● Task goal
Repeat each line exactly, leaving nothing out.

Collected data entries:
*****
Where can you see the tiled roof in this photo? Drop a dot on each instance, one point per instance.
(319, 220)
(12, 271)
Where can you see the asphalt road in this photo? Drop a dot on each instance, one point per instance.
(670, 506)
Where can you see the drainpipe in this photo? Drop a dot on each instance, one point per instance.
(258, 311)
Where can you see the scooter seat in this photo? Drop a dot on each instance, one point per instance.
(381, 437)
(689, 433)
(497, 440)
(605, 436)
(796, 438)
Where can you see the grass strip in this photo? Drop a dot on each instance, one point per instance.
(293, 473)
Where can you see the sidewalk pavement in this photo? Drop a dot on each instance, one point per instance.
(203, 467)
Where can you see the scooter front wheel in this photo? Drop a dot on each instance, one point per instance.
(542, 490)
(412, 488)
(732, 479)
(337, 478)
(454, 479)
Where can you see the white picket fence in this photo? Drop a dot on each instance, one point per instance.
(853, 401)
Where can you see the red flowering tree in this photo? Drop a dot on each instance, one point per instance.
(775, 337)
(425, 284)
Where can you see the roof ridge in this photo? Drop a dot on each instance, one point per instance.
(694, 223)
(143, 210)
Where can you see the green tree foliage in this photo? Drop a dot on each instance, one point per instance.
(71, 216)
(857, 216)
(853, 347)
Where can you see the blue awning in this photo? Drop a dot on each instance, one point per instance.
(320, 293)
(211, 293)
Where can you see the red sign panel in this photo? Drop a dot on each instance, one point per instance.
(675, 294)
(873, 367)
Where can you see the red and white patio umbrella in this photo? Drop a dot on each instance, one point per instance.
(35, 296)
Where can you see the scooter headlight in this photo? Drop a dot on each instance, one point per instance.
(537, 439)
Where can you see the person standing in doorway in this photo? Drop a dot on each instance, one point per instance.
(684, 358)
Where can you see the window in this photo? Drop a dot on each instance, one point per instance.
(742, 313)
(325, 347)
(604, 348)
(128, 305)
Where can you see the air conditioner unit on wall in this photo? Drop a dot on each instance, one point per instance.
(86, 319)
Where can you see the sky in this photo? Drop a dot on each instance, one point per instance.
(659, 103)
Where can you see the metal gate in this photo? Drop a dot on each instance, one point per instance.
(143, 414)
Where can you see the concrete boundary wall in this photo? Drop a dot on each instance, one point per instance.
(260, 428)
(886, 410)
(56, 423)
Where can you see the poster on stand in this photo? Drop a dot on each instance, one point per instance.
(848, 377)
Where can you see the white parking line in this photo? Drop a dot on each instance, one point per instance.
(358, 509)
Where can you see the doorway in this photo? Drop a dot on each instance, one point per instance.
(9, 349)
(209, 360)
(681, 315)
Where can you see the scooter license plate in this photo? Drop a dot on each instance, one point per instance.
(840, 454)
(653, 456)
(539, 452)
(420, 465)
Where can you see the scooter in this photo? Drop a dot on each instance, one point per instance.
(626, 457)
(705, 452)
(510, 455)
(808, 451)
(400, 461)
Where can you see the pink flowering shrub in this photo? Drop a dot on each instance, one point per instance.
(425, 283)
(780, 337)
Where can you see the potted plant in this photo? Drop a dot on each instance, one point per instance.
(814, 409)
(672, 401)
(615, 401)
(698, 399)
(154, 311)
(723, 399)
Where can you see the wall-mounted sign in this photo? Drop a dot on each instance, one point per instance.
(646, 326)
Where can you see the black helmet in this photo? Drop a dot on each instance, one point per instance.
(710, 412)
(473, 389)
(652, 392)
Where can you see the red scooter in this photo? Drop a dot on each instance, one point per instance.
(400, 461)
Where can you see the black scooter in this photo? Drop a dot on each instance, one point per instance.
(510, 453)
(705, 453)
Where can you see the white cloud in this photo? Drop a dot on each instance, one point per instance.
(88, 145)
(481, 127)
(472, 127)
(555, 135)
*****
● Result for this task
Where can you see the tiled roof in this photo? Drop a dot on each instance, one point per instance.
(319, 220)
(12, 271)
Where can you see the asphalt road in this photo? Drop a dot on each instance, one point per instance.
(670, 506)
Where can you see the drainpipe in this photo? Drop a dot on each instance, one point per instance.
(258, 311)
Where can you see the scooter seat in this photo? Drop a dot on each instance, one point per instance.
(381, 437)
(689, 433)
(497, 440)
(605, 436)
(796, 438)
Where can you see the grass strip in this photo? Drop a dot on each instance, one point per instance.
(293, 473)
Where can you see the sidewalk pavement in this photo? Drop a dot on each instance, one point per instance.
(203, 467)
Where can you see the scooter front wheel in this photo? Drop a dot on each instance, one point per instance.
(542, 490)
(412, 488)
(732, 479)
(337, 478)
(454, 479)
Where can you see the white picket fence in this photo? Drop a dot on each instance, one point per instance.
(853, 401)
Where can you see the red flowering tree in this photo? Drop a dot on each instance, one point per instance.
(775, 337)
(425, 284)
Where can you see the roof ridge in this photo? Drop a dot on each instance, one point per instance.
(694, 223)
(143, 210)
Where can you see the green tree foliage in this photo? Drop a dot on each instance, one point per instance.
(71, 216)
(857, 216)
(853, 347)
Where can you see the blue awning in this photo? Drop a dot on each instance, one point per instance.
(320, 293)
(211, 293)
Where can you see the red sign panel in this photo? Drop a dot on each instance, one point per instance.
(675, 294)
(873, 367)
Where can you see the red and white patio umbrella in this photo? Drop a dot on each instance, one point per instance.
(35, 296)
Where can you see the scooter headlight in this photo? Drop a dot on each instance, one point per instance.
(537, 439)
Where can you see the person standing in doorway in this photo? Drop a dot on each instance, one point per instance.
(684, 358)
Where can you see the window in this photo? Drop a dot on each instance, one point per instance.
(742, 313)
(325, 347)
(604, 348)
(128, 305)
Where can you see the air conditioner unit on wall in this photo? Drop a dot on each instance, one point per instance.
(86, 319)
Where can you see the sky in this photo? Drop a dot on each instance, one point per instance.
(659, 103)
Where can you see the metal gate in this photo? Drop a dot on each instance, one point per instance.
(143, 414)
Where can you see the concrete boundary wall in this photo? Drop a dot on each instance, one point per instance.
(260, 428)
(886, 410)
(56, 423)
Where can you see the poster on stand in this photo? Drop a dot on each instance, one point per instance.
(848, 377)
Where can you see the white parking line in this photo? Drop a dot on each instance, one point per instance.
(358, 509)
Where can you see the doorway in this photo? Drop a dot on each instance, one point per instance.
(9, 349)
(209, 360)
(681, 315)
Where can you see the scooter license plate in this photo? Drop a dot on each instance, one point per instance.
(840, 454)
(653, 456)
(539, 452)
(420, 465)
Where can you see the scooter in this photo? Drop a dot on each instance, one point per instance.
(626, 457)
(705, 452)
(510, 455)
(808, 451)
(400, 461)
Where can you see the pink flowering shrub in this photo? Drop a dot on each instance, one point per instance.
(425, 283)
(780, 337)
Where can you see the potted plant in this photo? Drop a dot on each instance, one point per instance.
(814, 409)
(672, 401)
(615, 401)
(698, 399)
(154, 311)
(723, 399)
Where can you see the wall-mounted sign in this photo? Drop a dot on each instance, one point per instance.
(646, 326)
Where can you see the black helmet in this photo? Drop a dot on each instance, one point per instance.
(710, 412)
(473, 389)
(652, 392)
Where can you see the red scooter in this photo? Drop a dot on each instance, one point per instance.
(400, 461)
Where can you see the black scooter in this photo? Drop a dot on each instance, one point per instance.
(510, 453)
(705, 453)
Where can you see the white cloud in this photo? Drop a dot on each instance, one point per instance.
(88, 145)
(481, 127)
(472, 127)
(555, 135)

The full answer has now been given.